=== Written problem ===
Copy every line of the listing below word for word, omitting the pictures.
==========
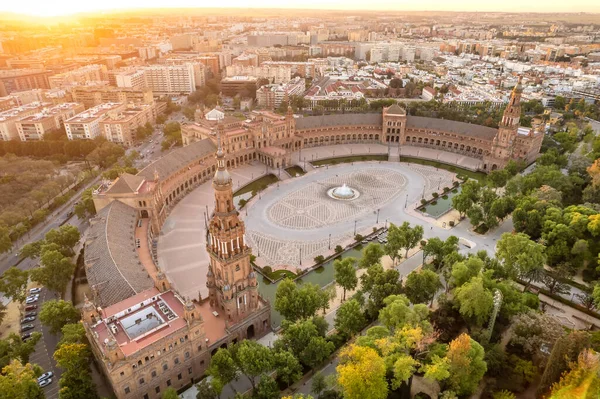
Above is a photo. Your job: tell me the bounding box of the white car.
[38,378,52,388]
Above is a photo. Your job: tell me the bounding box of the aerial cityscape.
[0,4,600,399]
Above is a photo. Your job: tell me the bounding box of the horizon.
[0,0,600,19]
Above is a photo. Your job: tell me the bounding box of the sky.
[0,0,600,16]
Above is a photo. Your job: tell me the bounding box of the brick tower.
[206,134,258,324]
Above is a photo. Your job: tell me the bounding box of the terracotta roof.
[406,115,498,140]
[84,200,154,307]
[296,113,383,130]
[137,139,217,180]
[106,173,145,194]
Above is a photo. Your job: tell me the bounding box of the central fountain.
[327,183,360,201]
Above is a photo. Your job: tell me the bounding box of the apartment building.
[71,86,154,109]
[100,104,156,146]
[48,64,108,88]
[0,102,47,141]
[65,103,125,140]
[15,103,85,141]
[143,63,196,95]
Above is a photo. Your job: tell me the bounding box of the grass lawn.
[233,173,279,197]
[400,157,487,183]
[285,165,306,177]
[312,154,388,166]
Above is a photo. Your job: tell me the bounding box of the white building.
[65,103,125,140]
[143,63,196,95]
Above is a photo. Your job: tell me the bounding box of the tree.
[446,333,487,395]
[275,278,329,322]
[336,344,388,399]
[0,266,29,302]
[423,236,458,270]
[208,348,238,393]
[455,276,494,326]
[196,379,219,399]
[333,258,358,301]
[233,340,273,389]
[0,360,44,399]
[358,242,385,269]
[310,372,327,399]
[39,300,80,334]
[379,295,429,330]
[383,223,405,266]
[404,269,442,303]
[549,349,600,399]
[31,251,75,293]
[273,351,302,388]
[0,224,12,254]
[335,299,366,337]
[253,374,279,399]
[496,233,546,283]
[161,387,179,399]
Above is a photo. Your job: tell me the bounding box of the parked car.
==========
=== Response to the task ===
Above is a photo. Your job: tell me the bounding box of the white car.
[38,378,52,388]
Above is a photo. Your job: tell me the bounding box of the aerial cityscape.
[0,4,600,399]
Above is a photo. Your job: tell me the bounding box of the horizon.
[0,0,600,19]
Above is a photo. Your job: tell me the bounding box of the sky.
[0,0,600,16]
Above is a photo. Your job: tell me the bounding box of the brick tower.
[206,134,258,324]
Above is a photo. Your job: tell me the bounding box of the terracotta roof.
[406,115,498,140]
[84,200,154,307]
[296,113,383,130]
[137,139,217,180]
[106,173,145,194]
Above is a photo. Your job: tell me the bounding box of the central fountain.
[327,183,360,201]
Above is a photo. Your job: tell me the bounding box of the apartment building.
[71,86,154,109]
[100,104,156,146]
[48,64,108,88]
[0,102,47,141]
[65,103,125,140]
[15,103,85,141]
[143,63,196,95]
Above is a photo. Your job: tell me the bounding box of the grass lawn.
[233,173,279,197]
[400,157,487,183]
[285,165,306,177]
[312,154,388,166]
Above is a photo. Your job: tell me the bounding box of the white building.
[65,103,125,140]
[143,63,196,95]
Above is a photo. Your job: tell me the bounding box of the tree.
[446,333,487,395]
[275,278,329,322]
[336,344,388,399]
[0,266,29,302]
[423,236,458,270]
[208,348,238,393]
[455,276,494,326]
[196,379,219,399]
[333,258,358,301]
[233,340,273,389]
[0,360,44,399]
[358,242,385,269]
[310,372,327,399]
[39,300,80,334]
[379,295,429,330]
[383,223,405,266]
[404,269,442,303]
[549,349,600,399]
[31,251,75,293]
[273,351,302,388]
[0,224,12,254]
[335,299,366,337]
[253,374,279,399]
[496,233,546,283]
[161,387,179,399]
Above is a photo. Your job: tell me the bounding box of the parked car.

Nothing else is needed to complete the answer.